++++ Zeilen im Datensatz

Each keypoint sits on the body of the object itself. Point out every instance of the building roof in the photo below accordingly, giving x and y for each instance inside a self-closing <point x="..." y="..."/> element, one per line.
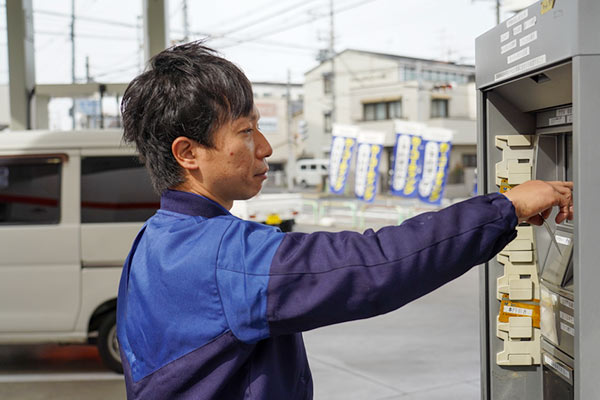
<point x="276" y="84"/>
<point x="397" y="58"/>
<point x="56" y="140"/>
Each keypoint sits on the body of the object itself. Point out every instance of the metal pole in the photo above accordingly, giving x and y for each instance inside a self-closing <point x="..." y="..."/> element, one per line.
<point x="88" y="78"/>
<point x="73" y="109"/>
<point x="497" y="12"/>
<point x="291" y="164"/>
<point x="186" y="24"/>
<point x="332" y="59"/>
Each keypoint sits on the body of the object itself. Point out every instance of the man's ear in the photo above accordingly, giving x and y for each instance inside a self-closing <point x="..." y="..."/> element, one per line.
<point x="185" y="152"/>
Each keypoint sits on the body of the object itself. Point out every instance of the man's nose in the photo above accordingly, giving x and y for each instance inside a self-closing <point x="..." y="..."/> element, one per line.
<point x="263" y="147"/>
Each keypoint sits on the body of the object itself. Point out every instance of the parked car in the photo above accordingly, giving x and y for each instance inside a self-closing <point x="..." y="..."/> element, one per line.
<point x="277" y="209"/>
<point x="70" y="205"/>
<point x="311" y="171"/>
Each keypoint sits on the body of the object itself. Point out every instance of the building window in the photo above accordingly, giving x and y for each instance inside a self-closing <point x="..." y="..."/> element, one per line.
<point x="439" y="108"/>
<point x="107" y="192"/>
<point x="327" y="123"/>
<point x="410" y="74"/>
<point x="382" y="110"/>
<point x="469" y="160"/>
<point x="30" y="190"/>
<point x="327" y="83"/>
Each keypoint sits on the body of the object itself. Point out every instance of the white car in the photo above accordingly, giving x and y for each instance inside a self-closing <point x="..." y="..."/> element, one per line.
<point x="71" y="204"/>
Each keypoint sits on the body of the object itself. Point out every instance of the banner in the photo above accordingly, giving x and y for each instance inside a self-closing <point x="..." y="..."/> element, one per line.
<point x="342" y="147"/>
<point x="368" y="158"/>
<point x="407" y="161"/>
<point x="437" y="143"/>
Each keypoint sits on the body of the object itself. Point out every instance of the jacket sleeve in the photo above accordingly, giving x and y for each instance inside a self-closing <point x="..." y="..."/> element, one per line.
<point x="272" y="283"/>
<point x="324" y="278"/>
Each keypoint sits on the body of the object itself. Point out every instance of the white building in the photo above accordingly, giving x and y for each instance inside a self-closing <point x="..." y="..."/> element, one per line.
<point x="371" y="90"/>
<point x="271" y="100"/>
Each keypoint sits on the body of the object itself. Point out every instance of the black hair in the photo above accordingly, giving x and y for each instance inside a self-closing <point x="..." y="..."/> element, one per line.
<point x="188" y="90"/>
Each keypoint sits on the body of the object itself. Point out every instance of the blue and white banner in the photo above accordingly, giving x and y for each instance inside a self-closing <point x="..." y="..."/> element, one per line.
<point x="342" y="147"/>
<point x="407" y="160"/>
<point x="368" y="159"/>
<point x="437" y="143"/>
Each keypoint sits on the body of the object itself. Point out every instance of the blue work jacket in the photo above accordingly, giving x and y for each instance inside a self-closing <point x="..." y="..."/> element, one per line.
<point x="211" y="306"/>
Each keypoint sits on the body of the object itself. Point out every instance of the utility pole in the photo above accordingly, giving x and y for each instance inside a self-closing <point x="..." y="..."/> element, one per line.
<point x="139" y="34"/>
<point x="73" y="109"/>
<point x="88" y="77"/>
<point x="186" y="24"/>
<point x="332" y="60"/>
<point x="497" y="12"/>
<point x="291" y="164"/>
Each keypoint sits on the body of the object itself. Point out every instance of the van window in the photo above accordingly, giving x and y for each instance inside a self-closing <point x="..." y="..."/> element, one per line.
<point x="116" y="189"/>
<point x="30" y="190"/>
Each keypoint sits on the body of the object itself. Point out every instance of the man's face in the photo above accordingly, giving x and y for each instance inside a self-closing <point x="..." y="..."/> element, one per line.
<point x="236" y="167"/>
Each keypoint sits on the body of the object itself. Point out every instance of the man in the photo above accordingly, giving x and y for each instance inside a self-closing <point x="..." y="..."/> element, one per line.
<point x="211" y="306"/>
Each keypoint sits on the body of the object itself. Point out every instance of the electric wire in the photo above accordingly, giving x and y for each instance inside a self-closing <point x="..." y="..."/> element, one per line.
<point x="303" y="22"/>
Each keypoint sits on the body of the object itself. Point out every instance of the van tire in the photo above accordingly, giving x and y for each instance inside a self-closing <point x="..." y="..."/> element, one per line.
<point x="108" y="346"/>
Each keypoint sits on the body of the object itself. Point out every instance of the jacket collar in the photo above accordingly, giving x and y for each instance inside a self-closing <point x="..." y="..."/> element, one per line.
<point x="190" y="204"/>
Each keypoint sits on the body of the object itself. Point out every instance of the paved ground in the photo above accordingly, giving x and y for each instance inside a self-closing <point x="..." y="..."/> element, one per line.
<point x="427" y="350"/>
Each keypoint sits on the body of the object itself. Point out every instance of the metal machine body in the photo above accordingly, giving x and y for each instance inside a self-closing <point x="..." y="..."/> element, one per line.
<point x="538" y="81"/>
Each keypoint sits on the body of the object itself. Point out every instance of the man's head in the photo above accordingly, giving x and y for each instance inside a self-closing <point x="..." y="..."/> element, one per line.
<point x="181" y="112"/>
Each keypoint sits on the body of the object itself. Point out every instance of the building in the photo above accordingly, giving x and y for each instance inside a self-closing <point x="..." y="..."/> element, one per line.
<point x="372" y="90"/>
<point x="271" y="99"/>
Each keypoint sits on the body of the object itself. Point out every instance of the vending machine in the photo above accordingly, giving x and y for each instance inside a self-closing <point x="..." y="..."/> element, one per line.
<point x="538" y="83"/>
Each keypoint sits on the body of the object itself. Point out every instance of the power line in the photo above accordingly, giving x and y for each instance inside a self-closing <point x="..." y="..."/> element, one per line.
<point x="84" y="18"/>
<point x="262" y="19"/>
<point x="303" y="22"/>
<point x="247" y="14"/>
<point x="83" y="35"/>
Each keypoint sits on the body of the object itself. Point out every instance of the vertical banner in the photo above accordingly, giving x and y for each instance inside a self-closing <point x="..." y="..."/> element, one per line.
<point x="368" y="158"/>
<point x="342" y="147"/>
<point x="437" y="143"/>
<point x="407" y="162"/>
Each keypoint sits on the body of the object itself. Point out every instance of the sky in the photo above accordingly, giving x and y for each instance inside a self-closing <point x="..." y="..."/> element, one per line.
<point x="266" y="38"/>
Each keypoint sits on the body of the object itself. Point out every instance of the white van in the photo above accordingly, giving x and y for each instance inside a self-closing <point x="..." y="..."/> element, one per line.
<point x="310" y="172"/>
<point x="71" y="204"/>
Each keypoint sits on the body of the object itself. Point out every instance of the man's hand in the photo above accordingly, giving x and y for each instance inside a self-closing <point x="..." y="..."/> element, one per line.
<point x="533" y="200"/>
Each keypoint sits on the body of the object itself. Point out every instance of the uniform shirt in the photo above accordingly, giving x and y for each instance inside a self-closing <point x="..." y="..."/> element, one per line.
<point x="211" y="306"/>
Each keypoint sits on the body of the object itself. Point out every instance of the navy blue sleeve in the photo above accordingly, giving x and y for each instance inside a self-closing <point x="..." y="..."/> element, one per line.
<point x="324" y="278"/>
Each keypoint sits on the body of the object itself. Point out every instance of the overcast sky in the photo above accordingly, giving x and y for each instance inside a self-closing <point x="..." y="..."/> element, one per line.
<point x="264" y="37"/>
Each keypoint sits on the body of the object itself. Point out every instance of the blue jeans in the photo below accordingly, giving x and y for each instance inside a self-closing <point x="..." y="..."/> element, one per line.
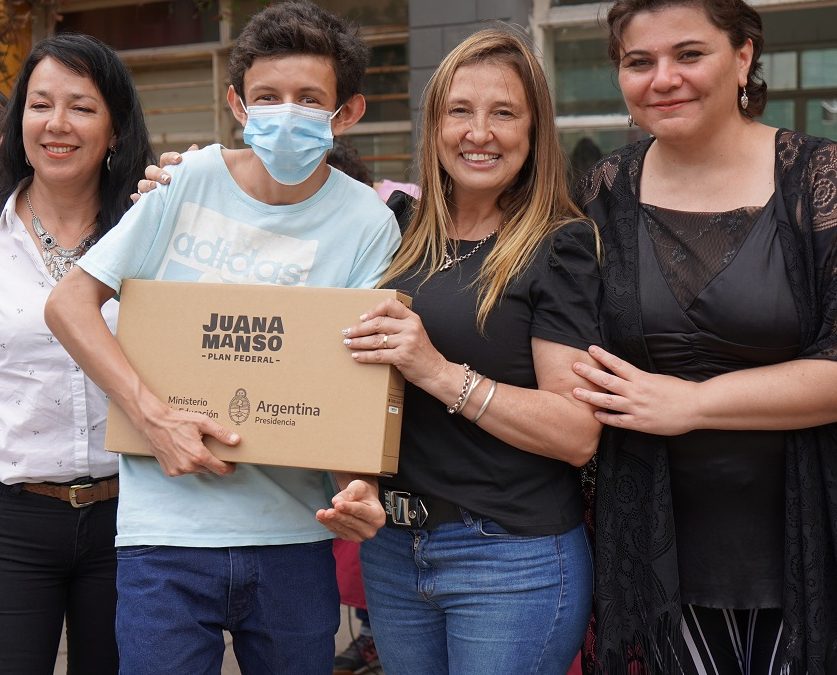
<point x="468" y="597"/>
<point x="280" y="603"/>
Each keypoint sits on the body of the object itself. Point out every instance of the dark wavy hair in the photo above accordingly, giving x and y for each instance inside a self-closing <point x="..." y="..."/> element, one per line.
<point x="734" y="17"/>
<point x="301" y="28"/>
<point x="88" y="57"/>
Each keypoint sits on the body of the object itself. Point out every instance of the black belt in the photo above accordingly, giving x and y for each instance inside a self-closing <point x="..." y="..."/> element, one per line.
<point x="416" y="512"/>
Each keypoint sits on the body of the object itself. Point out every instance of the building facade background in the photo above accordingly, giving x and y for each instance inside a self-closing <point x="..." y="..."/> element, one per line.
<point x="177" y="50"/>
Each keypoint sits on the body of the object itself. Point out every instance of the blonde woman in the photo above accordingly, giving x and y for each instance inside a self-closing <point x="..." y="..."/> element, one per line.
<point x="484" y="565"/>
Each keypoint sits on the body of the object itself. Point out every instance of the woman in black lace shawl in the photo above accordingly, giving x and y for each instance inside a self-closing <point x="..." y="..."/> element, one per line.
<point x="717" y="475"/>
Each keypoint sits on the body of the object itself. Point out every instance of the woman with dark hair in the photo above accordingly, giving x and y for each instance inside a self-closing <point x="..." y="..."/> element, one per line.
<point x="717" y="473"/>
<point x="74" y="144"/>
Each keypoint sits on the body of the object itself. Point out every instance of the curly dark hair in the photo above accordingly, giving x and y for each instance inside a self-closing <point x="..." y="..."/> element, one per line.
<point x="734" y="17"/>
<point x="301" y="28"/>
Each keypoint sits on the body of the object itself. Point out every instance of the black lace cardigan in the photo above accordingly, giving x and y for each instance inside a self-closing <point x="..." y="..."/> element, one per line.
<point x="637" y="604"/>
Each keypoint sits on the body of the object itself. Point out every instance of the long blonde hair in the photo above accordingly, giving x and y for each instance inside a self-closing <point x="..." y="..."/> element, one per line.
<point x="534" y="206"/>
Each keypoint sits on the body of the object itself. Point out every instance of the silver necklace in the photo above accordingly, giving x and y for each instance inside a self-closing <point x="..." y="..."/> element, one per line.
<point x="450" y="262"/>
<point x="58" y="260"/>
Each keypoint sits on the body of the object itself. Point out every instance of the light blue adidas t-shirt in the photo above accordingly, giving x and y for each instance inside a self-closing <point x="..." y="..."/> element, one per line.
<point x="203" y="227"/>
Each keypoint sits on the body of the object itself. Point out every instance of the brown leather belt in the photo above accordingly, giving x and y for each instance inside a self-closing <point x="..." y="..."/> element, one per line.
<point x="80" y="495"/>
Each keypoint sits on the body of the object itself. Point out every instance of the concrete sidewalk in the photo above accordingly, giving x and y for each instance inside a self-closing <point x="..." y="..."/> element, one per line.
<point x="230" y="667"/>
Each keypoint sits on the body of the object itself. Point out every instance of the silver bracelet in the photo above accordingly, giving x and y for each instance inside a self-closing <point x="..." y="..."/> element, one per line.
<point x="457" y="405"/>
<point x="474" y="384"/>
<point x="487" y="400"/>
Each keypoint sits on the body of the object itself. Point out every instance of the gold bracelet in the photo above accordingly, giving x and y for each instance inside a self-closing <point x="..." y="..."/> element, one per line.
<point x="487" y="400"/>
<point x="475" y="382"/>
<point x="457" y="405"/>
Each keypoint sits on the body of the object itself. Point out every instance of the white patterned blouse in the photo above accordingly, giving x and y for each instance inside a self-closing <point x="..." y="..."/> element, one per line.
<point x="52" y="417"/>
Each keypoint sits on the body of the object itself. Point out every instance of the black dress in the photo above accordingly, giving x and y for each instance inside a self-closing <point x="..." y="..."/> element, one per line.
<point x="638" y="602"/>
<point x="716" y="299"/>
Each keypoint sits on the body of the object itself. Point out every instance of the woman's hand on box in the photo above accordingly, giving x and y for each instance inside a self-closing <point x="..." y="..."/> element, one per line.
<point x="356" y="513"/>
<point x="392" y="333"/>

++++++++

> **Details zur Aufgabe**: Wandle die Zeilen von der Zeile mit „of the woman's“ bis zum Ende der Zeilen, beide Enden eingeschlossen, in eine nummerierte Liste um. Leerzeilen lässt du weg.

> **Schriftliche Lösung**:
1. Each keypoint sits on the body of the object itself. Point out every instance of the woman's hand on box in the photo above accordingly, giving x and y for each instance inside a self-closing <point x="..." y="..."/> element, one per line.
2. <point x="356" y="513"/>
3. <point x="392" y="333"/>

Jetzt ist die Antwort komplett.